[Exercise] All lines from the one containing "every weathered rock" through the final line of the listing below are to be retyped exactly; nothing else goes in the result.

[Study material]
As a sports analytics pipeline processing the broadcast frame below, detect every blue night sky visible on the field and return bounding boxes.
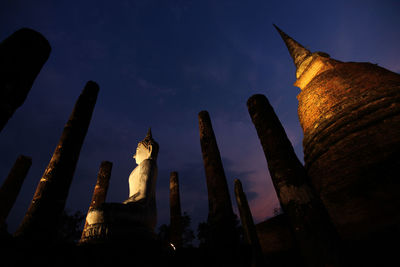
[1,0,399,234]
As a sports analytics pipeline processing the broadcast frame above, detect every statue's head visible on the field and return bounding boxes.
[133,128,159,164]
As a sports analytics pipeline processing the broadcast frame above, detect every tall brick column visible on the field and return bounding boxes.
[169,171,182,248]
[247,94,342,267]
[15,81,99,243]
[234,179,266,267]
[0,155,32,228]
[0,28,51,132]
[80,161,112,242]
[198,110,239,254]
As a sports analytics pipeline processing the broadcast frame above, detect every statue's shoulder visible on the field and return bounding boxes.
[139,158,156,168]
[136,159,156,174]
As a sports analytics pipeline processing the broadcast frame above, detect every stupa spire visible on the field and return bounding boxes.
[141,127,153,144]
[146,127,152,140]
[273,24,311,71]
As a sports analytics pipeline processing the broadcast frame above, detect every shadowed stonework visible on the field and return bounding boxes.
[80,161,112,242]
[170,171,183,248]
[247,94,342,267]
[0,28,51,132]
[0,155,32,229]
[234,178,266,267]
[198,110,240,263]
[14,81,99,243]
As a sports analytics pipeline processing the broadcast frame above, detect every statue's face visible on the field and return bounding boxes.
[133,143,151,164]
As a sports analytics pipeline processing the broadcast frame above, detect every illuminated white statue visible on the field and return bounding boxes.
[82,129,159,242]
[123,128,159,228]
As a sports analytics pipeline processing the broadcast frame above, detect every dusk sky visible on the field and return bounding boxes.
[1,0,399,234]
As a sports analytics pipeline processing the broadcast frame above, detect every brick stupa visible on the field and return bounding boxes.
[274,24,400,243]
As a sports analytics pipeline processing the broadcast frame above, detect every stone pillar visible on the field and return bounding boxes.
[169,171,183,248]
[234,179,266,267]
[0,28,51,132]
[0,155,32,228]
[247,94,342,267]
[80,161,112,242]
[198,110,239,252]
[14,81,99,243]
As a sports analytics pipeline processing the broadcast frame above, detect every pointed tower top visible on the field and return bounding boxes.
[273,24,311,71]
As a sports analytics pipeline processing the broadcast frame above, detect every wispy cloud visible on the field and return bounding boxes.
[184,63,231,86]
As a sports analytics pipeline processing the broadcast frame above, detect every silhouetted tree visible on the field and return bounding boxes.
[157,211,195,248]
[197,221,210,248]
[181,211,195,247]
[56,210,84,244]
[157,223,170,244]
[197,213,243,248]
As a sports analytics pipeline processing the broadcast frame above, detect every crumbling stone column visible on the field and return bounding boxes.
[169,171,183,248]
[198,110,239,252]
[14,81,99,243]
[247,94,342,267]
[80,161,112,242]
[234,179,266,267]
[0,155,32,228]
[0,28,51,132]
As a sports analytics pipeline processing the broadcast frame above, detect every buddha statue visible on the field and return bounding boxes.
[81,129,159,243]
[123,128,159,228]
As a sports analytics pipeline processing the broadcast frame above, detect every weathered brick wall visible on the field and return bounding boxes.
[297,61,400,239]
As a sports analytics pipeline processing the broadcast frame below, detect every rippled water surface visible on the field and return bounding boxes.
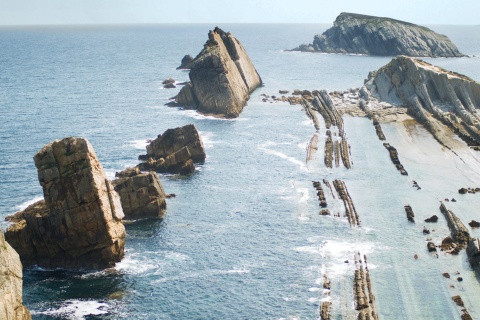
[1,24,480,319]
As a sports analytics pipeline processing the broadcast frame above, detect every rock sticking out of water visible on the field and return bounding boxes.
[383,143,408,175]
[440,203,470,248]
[404,205,415,223]
[353,253,379,320]
[333,179,360,227]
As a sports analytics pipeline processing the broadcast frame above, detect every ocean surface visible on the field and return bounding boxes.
[1,23,480,319]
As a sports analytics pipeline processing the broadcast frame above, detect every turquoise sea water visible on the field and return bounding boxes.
[1,24,480,319]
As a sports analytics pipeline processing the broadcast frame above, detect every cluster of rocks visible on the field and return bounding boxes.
[404,205,415,223]
[353,253,379,320]
[169,27,262,118]
[138,124,206,175]
[320,274,332,320]
[291,12,463,57]
[383,143,408,175]
[458,187,480,194]
[333,179,360,227]
[313,181,328,209]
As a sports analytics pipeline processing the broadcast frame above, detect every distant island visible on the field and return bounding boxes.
[291,12,464,57]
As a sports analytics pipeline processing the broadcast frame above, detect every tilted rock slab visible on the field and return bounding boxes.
[292,12,463,57]
[174,27,262,118]
[112,167,167,220]
[0,229,31,320]
[367,56,480,148]
[5,137,126,270]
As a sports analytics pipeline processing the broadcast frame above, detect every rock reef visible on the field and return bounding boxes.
[366,56,480,149]
[5,137,126,270]
[0,228,31,320]
[171,27,262,118]
[138,124,206,175]
[292,12,463,57]
[112,167,167,220]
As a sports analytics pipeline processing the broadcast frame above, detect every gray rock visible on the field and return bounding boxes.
[176,54,194,70]
[292,12,463,57]
[172,27,262,118]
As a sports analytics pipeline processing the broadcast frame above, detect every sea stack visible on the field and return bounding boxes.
[0,228,31,320]
[138,124,206,175]
[112,167,167,220]
[5,137,126,270]
[172,27,262,118]
[365,56,480,148]
[292,12,463,57]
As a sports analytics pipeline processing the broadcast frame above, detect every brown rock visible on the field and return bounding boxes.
[427,242,437,252]
[112,168,167,220]
[442,272,450,278]
[5,137,126,270]
[424,215,438,223]
[469,220,480,228]
[452,295,464,307]
[0,228,31,320]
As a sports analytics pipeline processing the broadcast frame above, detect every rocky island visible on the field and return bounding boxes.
[169,27,262,118]
[292,12,463,57]
[5,137,126,270]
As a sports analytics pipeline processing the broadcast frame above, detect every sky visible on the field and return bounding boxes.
[0,0,479,26]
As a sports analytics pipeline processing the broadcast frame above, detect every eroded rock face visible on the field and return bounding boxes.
[292,12,463,57]
[172,27,262,118]
[112,167,166,220]
[0,229,31,320]
[138,124,205,174]
[367,56,480,149]
[5,137,126,270]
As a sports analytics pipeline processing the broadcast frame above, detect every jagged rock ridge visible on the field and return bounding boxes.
[365,56,480,149]
[5,137,126,270]
[292,12,463,57]
[172,27,262,118]
[0,228,31,320]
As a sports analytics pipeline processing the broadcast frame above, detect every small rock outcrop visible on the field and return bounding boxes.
[367,56,480,149]
[171,27,262,118]
[112,167,167,220]
[176,54,194,70]
[292,12,463,57]
[5,137,126,270]
[439,203,470,247]
[0,229,31,320]
[138,124,205,175]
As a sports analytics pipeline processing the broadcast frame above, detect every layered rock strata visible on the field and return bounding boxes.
[366,56,480,149]
[333,179,360,227]
[383,143,408,175]
[324,131,333,168]
[112,167,167,220]
[372,117,386,141]
[404,205,415,223]
[313,181,327,208]
[138,124,206,175]
[306,134,319,162]
[353,253,378,320]
[439,203,470,247]
[292,12,463,57]
[467,238,480,272]
[0,229,31,320]
[172,27,262,118]
[5,137,126,270]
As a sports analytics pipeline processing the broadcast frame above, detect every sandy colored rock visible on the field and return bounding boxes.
[5,137,126,270]
[173,27,262,118]
[292,12,463,57]
[112,167,167,220]
[0,228,31,320]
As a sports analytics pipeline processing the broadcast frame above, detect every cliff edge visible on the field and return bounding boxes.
[172,27,262,118]
[365,56,480,148]
[292,12,463,57]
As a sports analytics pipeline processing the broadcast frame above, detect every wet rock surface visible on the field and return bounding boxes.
[5,137,126,270]
[333,179,360,227]
[404,205,415,222]
[171,27,262,118]
[383,143,408,175]
[291,12,463,57]
[440,203,470,247]
[353,253,379,320]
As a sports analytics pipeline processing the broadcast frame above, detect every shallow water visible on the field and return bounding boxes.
[1,24,480,319]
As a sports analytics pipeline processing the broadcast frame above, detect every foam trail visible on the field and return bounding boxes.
[15,196,44,211]
[33,300,109,320]
[258,142,306,171]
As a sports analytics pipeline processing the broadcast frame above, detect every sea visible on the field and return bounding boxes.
[1,23,480,319]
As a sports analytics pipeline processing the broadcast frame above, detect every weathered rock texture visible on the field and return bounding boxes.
[353,252,378,320]
[467,238,480,272]
[138,124,206,175]
[112,167,167,220]
[172,27,262,118]
[404,205,415,223]
[367,56,480,149]
[439,203,470,247]
[383,143,408,175]
[5,137,126,270]
[333,179,360,227]
[0,229,31,320]
[292,12,463,57]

[Response to this exercise]
As a sports analytics pipeline processing the broadcast frame above, detect every weathered rock texture visible on the field and return bounding boxes.
[353,252,378,320]
[467,238,480,272]
[138,124,206,175]
[112,167,167,220]
[172,27,262,118]
[404,205,415,223]
[367,56,480,149]
[439,203,470,247]
[383,143,408,175]
[5,137,126,270]
[333,179,360,227]
[0,229,31,320]
[292,12,463,57]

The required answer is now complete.